* 設問と演習:
**a.** 医療保険制度に関する文章によれば、所得の低い世帯の応益割保険料は最大で何割軽減されますか。
**b.** 医療保険制度に関する文章で、医療費適正化計画の見直しにおいて協議を行う主体として挙げられているものをすべて列挙してください。
**c.** 医療保険制度に関する文章の最後の文に続けて、その先を書き継いでください。

* 読解用抜粋:
++++++
本法案でも、高齢者に新たな御負担をお願いするに当たっては、高齢者全員に一律の負担をお願いするのではなく、所得に応じて、約六割の方々には負担増が生じないようにし、それを超える所得の方々についても、負担能力に応じた負担とするとともに、適切な激変緩和措置を講ずることとしております。
今後とも、低所得の方々に対してきめ細かく配慮を行い、憲法第二十五条に基づく国の責務をしっかりと果たしてまいります。
子育て世帯の国民健康保険の均等割保険料についてお尋ねがありました。
国民健康保険の保険料については、全ての被保険者がひとしく給付を受ける権利があるため、子供を含めた被保険者の人数に応じて一定の御負担をいただくことが基本です。その上で、所得の低い世帯には応益割保険料を最大で七割軽減する措置を講じています。
そして、子供に係る均等割保険料を廃止することについては、財源の確保等の課題を踏まえ慎重に検討する必要がありますが、昨年度から未就学児の医療費の自己負担が二割とされていること等を踏まえ、未就学児の均等割保険料を一律半額に軽減する措置を講じており、これをしっかりと運用してまいります。
医療費適正化計画等についてお尋ねがありました。
本法案における医療費適正化計画の見直しは、地域の実情に応じて、都道府県、医療関係者、保険者等が、地域差等の実態を把握した上で協議を行い、適正化に向けた実効性のある取組を推進するものです。
今回の新型コロナ対応では、限られた医療資源の適切な配分のため、各地域で平素から、失礼、平時から、医療機能の分化、そして感染症危機時の役割分担の明確化等を図る必要性が明らかになったと認識をしています。
このため、昨年の感染症法改正により、都道府県が、平時に医療機関と協議を行い、感染症発生、蔓延時における病床確保や人材派遣等について協定を結ぶ仕組みを法制化するなど、流行の初期段階から機能する医療提供体制を構築することとしており、引き続き都道府県等と連携して取り組んでまいります。
++++++
* データ抜粋:
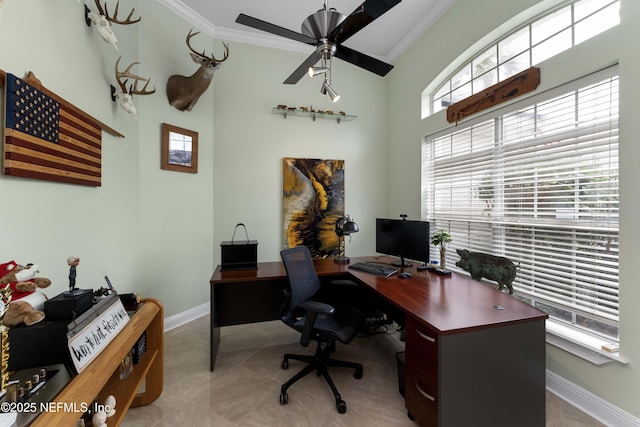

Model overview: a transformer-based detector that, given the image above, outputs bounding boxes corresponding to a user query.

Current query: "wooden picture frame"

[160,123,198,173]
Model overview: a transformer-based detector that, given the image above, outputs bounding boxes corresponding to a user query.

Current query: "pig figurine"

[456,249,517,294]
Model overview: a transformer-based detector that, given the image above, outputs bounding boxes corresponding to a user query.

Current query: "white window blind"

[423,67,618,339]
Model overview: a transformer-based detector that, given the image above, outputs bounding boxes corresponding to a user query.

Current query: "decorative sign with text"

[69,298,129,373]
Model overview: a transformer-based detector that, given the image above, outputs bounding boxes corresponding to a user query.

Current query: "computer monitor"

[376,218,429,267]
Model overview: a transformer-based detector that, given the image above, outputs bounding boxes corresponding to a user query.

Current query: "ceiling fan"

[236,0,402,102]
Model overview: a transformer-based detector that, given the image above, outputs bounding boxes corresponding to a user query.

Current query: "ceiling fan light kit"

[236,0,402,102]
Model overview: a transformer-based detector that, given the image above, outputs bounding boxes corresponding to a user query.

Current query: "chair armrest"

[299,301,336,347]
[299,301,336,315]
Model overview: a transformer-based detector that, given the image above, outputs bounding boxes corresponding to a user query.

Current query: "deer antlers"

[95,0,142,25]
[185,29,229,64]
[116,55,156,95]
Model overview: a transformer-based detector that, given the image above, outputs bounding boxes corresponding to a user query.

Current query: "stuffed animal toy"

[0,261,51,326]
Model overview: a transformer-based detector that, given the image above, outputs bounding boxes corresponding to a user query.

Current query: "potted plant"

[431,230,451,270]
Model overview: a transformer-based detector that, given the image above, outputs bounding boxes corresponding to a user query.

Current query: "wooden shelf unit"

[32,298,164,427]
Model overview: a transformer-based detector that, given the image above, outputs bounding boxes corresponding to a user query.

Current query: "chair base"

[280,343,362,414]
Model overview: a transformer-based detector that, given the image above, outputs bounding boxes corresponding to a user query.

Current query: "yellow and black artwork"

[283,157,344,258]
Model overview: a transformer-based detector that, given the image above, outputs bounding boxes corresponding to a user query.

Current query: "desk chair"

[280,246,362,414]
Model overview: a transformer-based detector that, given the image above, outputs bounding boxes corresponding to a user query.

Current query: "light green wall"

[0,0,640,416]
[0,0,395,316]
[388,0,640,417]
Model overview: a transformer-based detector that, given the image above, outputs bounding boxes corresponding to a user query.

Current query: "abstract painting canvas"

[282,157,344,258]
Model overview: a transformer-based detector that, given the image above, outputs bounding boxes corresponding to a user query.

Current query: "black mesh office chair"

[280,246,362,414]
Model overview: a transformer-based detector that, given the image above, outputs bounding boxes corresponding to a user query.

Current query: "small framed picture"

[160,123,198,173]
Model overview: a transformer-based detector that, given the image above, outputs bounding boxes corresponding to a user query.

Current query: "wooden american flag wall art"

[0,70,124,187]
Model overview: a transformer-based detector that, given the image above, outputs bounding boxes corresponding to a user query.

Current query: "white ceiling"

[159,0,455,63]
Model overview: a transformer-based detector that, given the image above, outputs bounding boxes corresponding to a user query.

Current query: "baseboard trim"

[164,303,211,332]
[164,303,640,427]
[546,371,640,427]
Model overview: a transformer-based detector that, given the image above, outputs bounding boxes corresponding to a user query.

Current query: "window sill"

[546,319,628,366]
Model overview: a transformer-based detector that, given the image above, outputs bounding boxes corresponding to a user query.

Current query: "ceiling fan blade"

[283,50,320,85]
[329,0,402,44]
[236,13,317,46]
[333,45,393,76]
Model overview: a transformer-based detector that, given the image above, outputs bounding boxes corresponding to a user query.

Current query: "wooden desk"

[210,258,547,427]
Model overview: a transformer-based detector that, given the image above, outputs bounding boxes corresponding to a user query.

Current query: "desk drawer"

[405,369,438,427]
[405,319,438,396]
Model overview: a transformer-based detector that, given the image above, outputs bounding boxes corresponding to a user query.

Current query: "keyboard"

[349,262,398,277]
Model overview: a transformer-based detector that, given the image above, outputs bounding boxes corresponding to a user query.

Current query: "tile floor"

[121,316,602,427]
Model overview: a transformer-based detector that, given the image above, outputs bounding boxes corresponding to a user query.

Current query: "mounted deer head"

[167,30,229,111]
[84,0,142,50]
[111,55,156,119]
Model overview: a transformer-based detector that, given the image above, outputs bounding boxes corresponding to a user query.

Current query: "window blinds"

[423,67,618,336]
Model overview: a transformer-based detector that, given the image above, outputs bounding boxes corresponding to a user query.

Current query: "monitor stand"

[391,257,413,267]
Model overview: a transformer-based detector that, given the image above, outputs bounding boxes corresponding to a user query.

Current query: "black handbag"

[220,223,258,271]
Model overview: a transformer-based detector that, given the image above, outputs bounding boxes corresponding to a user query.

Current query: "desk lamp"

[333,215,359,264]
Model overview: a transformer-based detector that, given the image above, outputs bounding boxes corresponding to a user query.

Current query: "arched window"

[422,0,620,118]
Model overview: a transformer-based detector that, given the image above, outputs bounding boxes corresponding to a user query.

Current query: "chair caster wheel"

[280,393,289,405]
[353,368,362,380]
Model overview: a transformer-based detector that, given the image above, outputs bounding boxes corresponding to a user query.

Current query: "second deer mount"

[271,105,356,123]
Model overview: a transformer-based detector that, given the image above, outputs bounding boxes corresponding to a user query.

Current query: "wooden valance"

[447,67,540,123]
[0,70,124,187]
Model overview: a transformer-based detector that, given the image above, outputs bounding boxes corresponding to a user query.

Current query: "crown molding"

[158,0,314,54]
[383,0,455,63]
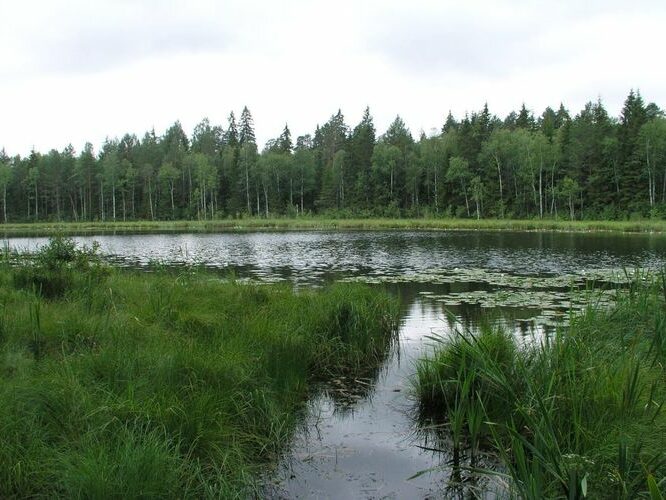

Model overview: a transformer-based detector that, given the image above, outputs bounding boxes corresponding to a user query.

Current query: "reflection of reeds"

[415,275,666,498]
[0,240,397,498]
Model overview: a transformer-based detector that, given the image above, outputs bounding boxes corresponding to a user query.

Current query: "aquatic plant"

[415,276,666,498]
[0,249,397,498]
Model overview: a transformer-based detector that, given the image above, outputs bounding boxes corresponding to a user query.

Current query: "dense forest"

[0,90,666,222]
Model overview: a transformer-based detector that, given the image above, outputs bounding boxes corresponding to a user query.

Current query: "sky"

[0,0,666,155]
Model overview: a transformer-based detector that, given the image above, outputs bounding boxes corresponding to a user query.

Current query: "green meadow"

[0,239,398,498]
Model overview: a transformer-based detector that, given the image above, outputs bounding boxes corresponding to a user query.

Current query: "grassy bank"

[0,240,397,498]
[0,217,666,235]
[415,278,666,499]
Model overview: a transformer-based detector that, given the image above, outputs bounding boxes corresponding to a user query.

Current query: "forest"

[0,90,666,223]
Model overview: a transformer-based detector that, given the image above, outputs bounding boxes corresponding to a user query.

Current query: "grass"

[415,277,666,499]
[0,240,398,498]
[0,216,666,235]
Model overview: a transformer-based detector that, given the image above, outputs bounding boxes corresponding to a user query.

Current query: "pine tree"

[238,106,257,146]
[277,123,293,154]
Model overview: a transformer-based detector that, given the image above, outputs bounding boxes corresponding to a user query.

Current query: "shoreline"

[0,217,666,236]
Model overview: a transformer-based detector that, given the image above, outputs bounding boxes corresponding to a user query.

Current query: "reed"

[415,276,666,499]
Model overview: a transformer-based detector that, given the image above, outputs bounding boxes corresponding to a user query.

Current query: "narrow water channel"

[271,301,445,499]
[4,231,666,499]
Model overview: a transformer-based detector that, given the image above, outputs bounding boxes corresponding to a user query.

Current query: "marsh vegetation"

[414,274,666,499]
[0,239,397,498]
++++++
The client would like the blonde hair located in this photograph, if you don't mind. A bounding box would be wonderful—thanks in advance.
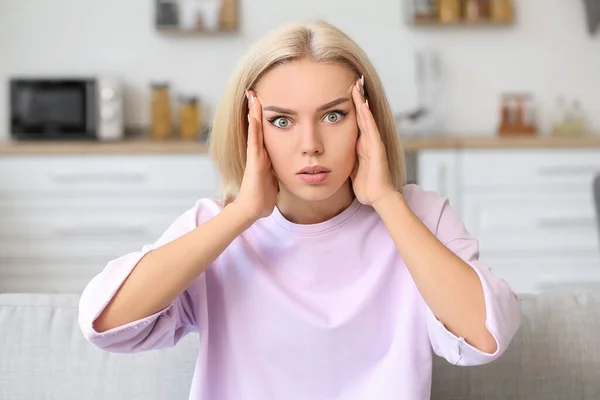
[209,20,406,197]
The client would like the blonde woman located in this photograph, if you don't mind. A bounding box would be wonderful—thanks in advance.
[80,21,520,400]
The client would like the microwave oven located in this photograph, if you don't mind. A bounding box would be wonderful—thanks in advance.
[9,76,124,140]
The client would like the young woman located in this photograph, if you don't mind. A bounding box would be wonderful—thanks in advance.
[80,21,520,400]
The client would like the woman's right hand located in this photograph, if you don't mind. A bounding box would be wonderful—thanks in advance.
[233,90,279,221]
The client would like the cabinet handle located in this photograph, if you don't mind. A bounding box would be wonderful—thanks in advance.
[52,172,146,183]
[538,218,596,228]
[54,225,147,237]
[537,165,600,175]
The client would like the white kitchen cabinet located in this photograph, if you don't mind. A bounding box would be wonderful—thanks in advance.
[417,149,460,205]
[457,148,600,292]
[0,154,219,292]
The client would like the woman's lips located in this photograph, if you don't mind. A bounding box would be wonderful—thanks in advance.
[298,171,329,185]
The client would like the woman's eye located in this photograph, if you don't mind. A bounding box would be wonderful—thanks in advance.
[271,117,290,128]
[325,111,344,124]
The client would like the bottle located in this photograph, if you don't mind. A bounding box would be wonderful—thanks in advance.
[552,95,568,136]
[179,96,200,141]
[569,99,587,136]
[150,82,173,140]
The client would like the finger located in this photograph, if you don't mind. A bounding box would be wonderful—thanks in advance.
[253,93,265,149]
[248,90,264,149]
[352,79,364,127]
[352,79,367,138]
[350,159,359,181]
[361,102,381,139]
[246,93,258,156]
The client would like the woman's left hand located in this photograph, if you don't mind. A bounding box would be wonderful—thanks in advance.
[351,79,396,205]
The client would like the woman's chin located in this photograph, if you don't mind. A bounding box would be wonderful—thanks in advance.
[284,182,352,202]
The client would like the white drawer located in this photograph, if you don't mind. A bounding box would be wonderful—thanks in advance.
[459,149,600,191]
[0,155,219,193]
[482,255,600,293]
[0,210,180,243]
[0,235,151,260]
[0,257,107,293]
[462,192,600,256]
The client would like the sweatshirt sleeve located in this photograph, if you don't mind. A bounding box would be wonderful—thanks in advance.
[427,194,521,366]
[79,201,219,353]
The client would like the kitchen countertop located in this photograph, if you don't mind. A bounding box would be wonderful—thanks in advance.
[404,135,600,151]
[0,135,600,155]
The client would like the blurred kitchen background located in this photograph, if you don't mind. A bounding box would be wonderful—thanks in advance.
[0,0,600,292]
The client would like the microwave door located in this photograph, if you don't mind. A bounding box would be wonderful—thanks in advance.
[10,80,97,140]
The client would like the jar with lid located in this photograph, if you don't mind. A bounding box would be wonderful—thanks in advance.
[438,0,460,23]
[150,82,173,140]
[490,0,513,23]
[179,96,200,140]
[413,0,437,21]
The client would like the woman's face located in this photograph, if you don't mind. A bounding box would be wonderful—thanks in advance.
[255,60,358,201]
++++++
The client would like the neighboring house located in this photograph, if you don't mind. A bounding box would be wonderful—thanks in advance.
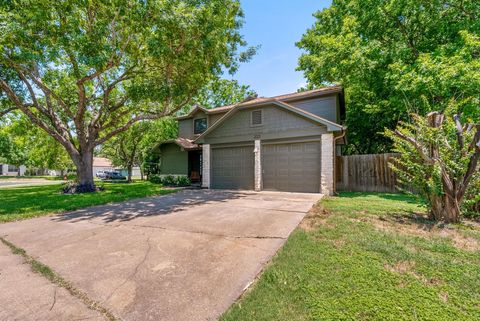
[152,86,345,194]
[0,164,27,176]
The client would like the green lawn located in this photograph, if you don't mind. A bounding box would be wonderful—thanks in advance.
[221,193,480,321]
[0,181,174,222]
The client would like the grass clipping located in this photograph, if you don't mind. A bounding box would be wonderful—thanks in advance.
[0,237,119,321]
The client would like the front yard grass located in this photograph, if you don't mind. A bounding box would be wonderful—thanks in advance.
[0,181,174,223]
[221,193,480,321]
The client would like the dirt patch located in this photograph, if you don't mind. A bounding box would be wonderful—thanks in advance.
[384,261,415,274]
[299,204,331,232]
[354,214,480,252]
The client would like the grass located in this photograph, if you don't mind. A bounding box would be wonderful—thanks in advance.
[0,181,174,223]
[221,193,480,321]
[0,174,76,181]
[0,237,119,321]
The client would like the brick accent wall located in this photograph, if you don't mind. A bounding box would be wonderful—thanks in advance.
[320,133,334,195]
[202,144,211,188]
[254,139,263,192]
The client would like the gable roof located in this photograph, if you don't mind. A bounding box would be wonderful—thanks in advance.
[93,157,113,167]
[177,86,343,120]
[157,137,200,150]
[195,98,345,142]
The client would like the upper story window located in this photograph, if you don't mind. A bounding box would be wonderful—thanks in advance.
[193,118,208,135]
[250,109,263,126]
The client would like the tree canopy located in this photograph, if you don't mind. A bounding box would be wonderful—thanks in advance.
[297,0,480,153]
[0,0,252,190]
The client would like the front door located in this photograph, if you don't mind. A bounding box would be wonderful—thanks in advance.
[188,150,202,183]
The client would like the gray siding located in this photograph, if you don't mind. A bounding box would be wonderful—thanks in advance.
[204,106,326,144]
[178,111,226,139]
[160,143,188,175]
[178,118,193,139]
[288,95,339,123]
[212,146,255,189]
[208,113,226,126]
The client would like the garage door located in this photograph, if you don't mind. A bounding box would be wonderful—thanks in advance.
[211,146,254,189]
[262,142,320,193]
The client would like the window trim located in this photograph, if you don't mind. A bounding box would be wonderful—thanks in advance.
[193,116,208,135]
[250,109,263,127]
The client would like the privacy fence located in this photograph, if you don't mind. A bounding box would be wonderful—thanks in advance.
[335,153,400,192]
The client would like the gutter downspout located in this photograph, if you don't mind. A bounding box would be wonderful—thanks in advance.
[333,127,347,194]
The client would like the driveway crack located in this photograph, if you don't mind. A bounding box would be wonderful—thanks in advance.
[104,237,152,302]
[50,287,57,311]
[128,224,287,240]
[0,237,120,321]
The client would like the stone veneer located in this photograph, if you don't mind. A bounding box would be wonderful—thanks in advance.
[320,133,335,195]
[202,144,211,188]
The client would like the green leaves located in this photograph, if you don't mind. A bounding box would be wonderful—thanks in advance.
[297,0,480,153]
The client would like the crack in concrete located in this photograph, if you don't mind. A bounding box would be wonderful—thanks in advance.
++++++
* 各設問の解答:
**a.** 最大で七割軽減されます。

**b.** 都道府県、医療関係者、保険者

**c.**
残余の質問については、関係大臣から答弁をさせます。
○国務大臣(加藤勝信君) 倉林明子議員の御質問にお答えいたします。
後期高齢者の自己負担についてお尋ねがありました。
二〇二五年までに全ての団塊の世代が七十五歳以上となる中、負担能力に応じて、全世代で、増加する医療費を公平に支え合う仕組みの構築は待ったなしの課題であります。
後期高齢者の医療費の自己負担割合の見直しは、現役世代の負担の上昇を抑える観点から、負担能力や家計への影響を考慮した上で、一定の収入以上の方々についてのみ自己負担割合を二割とするものであります。こうした方々については、配慮措置も講じることで必要な受診の抑制を招かないようにしており、自己負担割合を一割に戻すことは考えていません。
後期高齢者の保険料負担についてお尋ねがありました。
今回の制度改正により、令和六年度から高齢者に追加の保険料負担をお願いするに当たっては、高齢者全員に一律の負担をお願いするのではなく、低所得の方々の負担増が生じないよう、負担能力に応じた負担とするとともに、出産育児一時金に対する後期高齢者からの支援対象額を二分の一とするなど、激変緩和措置を講じることとしています。
平成三十年の家計調査の個票データを用いて年収百五十五万円より上位の所得者について分析した収支の状況を踏まえ、負担能力に応じた負担の観点から、年収百五十三万円以上の方を対象に制度改正に伴う負担をお願いすることとしています。
後期高齢者医療に対する国庫負担については、制度創設時と比べると財源全体に占める国費の割合が減少しておりますが、これは被用者保険者間の負担の公平を図る観点から、後期高齢者支援金に総報酬割が導入された結果として減少したものであります。
二〇二五年までに全ての団塊の世代が七十五歳以上となる中、負担能力に応じて、全世代で、増加する医療費を公平に支え合う仕組みを構築する必要があり、今回の改革は是非とも実現する必要があると考えております。
介護保険の利用者負担についてお尋ねがありました。
介護保険制度については、サービスの質を確保しながら制度の持続可能性を維持するためにも、高齢者の負担能力に応じた負担など、給付と負担のバランスを図ることが重要な課題であると認識をしております。
このような認識の下、昨年の社会保障審議会介護保険部会において、利用者負担の在り方についても様々な観点から議論していただき、十二月の介護保険部会の意見書では、令和六年度からの次期介護保険事業計画に向けて議論を行うこととされたところであります。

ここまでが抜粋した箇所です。